BEGIN
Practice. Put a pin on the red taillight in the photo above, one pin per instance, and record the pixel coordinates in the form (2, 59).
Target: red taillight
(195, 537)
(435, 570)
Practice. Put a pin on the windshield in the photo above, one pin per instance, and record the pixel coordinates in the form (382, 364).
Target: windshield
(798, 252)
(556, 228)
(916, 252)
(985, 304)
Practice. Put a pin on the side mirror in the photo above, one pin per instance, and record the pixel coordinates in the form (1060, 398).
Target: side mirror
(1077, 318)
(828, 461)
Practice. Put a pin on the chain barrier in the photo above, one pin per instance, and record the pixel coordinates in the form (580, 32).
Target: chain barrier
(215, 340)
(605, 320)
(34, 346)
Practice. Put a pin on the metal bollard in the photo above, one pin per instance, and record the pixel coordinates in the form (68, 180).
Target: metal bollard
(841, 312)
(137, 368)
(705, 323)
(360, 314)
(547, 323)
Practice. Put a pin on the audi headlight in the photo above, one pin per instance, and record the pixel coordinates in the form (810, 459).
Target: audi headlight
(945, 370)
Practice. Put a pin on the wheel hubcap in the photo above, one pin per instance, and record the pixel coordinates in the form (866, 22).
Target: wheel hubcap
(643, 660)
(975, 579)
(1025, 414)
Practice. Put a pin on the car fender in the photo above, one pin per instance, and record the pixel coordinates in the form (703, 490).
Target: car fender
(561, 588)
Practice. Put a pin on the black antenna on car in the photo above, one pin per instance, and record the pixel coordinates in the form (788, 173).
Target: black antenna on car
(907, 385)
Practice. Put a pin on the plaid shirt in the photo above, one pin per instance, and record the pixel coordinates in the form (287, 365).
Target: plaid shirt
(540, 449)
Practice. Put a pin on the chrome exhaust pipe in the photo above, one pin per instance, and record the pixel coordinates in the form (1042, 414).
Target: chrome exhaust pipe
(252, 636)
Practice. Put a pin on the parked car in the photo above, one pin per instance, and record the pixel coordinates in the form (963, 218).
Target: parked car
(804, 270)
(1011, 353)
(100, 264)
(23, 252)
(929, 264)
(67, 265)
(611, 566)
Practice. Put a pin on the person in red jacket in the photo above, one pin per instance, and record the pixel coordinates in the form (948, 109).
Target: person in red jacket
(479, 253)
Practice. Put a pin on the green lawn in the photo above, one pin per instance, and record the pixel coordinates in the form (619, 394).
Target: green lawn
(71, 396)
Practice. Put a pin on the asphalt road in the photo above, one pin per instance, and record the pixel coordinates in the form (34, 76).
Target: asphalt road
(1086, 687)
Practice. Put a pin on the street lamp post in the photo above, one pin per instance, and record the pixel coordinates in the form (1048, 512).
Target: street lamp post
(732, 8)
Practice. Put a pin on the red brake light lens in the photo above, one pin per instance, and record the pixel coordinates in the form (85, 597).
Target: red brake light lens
END
* **Work item**: The word "lens" occurs on some lines of the entries. Work out how many such lines there are and reply with the number alone.

* **Your response**: 2